# [PAGE]

Yikes!  Before you go CAPS LOCKING people with wrong
advice, you might want to check your answer.
Hubs do not work at L2. Crossover is definitely the
right cable to use, but not for your reason.
Rule should go roughly like this:
1. Hub/Switch to anything but another Hub/Switch is
straight-through.
2. Everything else is crossover.

--- Elias Aggelidis <[EMAIL PROTECTED]> wrote:
> You are making a BIG MISTAKE !
> 
> Switches are working on L2 as and HUBs.
> 
> So when you are connecting a Hub to a switch you
> must
> use a crossover cable !
> 
> Regards
> Elias Aggelidis
> ----- Original Message -----
> From: "Bradley J. Wilson"

# [OBJECTIVES]
A) Answer these from the cable message:
(i) Do hubs work at L2, according to the reply?
(ii) By the stated rule, which cable joins a hub or switch to anything other than another hub or switch?
(iii) Which cable does Elias Aggelidis say must be used to connect a hub to a switch?
B) Using the rule in the cable message, explain why a hub connected to a switch needs a crossover cable.
C) Write what comes next in the cable message, picking up after its last line.
The items come from a separate source, unrelated to the cable message.

# [SUPPLIED DATA]
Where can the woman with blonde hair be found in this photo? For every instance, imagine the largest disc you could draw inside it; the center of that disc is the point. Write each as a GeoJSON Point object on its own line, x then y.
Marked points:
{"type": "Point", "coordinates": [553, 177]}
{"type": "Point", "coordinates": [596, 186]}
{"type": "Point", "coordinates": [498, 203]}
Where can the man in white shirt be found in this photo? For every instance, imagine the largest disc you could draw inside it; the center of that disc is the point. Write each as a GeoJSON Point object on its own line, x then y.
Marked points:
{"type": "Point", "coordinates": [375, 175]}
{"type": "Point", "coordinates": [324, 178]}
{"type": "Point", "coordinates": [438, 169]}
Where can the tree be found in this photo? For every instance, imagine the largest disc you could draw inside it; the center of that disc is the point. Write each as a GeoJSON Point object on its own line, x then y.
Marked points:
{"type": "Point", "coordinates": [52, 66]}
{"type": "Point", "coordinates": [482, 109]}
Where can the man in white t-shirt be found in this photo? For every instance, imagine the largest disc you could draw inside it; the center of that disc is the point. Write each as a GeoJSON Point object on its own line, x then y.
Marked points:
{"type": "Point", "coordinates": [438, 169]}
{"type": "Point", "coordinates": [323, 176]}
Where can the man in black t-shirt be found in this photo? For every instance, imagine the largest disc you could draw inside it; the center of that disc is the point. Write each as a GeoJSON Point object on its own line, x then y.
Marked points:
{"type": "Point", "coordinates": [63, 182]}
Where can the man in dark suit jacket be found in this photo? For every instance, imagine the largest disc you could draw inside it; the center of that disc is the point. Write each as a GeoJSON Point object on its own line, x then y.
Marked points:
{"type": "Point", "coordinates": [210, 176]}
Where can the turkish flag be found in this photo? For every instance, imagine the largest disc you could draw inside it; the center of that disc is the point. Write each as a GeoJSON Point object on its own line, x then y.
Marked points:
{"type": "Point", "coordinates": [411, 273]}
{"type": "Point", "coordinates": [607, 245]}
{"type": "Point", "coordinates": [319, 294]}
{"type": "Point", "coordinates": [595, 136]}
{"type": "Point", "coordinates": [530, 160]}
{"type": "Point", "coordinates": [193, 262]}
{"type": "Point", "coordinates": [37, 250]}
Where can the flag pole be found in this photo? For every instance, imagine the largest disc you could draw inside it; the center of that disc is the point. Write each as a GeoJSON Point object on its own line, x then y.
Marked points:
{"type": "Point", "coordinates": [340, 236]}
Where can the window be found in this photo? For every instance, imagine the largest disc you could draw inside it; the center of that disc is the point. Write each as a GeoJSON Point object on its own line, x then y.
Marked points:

...

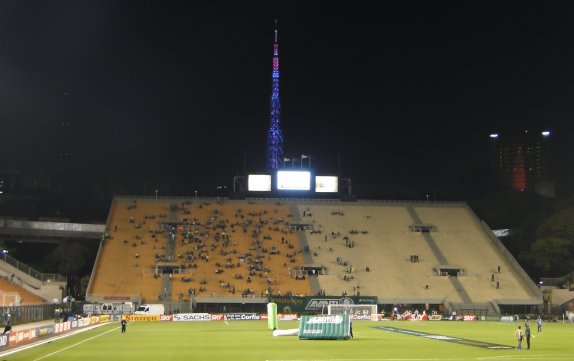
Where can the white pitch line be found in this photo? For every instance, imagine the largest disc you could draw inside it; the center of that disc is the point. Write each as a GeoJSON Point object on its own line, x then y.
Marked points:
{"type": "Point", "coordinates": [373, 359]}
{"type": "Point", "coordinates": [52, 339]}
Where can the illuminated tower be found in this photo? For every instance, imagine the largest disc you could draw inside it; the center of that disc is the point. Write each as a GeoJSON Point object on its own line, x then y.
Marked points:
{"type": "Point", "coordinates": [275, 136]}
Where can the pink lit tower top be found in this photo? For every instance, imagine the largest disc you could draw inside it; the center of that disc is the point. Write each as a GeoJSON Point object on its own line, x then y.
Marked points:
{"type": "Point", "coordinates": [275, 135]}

# [THE ANSWERS]
A)
(i) No, hubs do not work at L2.
(ii) A straight-through cable.
(iii) A crossover cable.

B) Rule 1 calls for straight-through only when a hub or switch connects to something other than another hub or switch. A hub-to-switch link joins one hub or switch to another, so rule 1 doesn't apply. It falls under rule 2, which says everything else is crossover.

C)
> <[EMAIL PROTECTED]>
> To: "cisco" <[EMAIL PROTECTED]>
> Sent: Friday, December 01, 2000 2:30 PM
> Subject: Hub-to-Switch connection problem
> 
> 
> > Okay gang, I had an interesting and annoying
> situation yesterday morning,
> > and I'd like to see if anyone else has had an
> experience like this:
> >
> > My client was installing an older BayStack 301
> switch into their existing
> > network, which consisted of a Bay Access Node
> router, as well as four
> > stacked SynOptics LattisHubs.  The router was
> experiencing excessive
> > collisions, hence the installation of the switch. 
> So we installed the
> > switch and cabled the router to it, moved all the
> "power users" directly
> > onto the switch, and left the other users attached
> to the hub.  We attached
> > the hub to the switch via a straight-through
> cable.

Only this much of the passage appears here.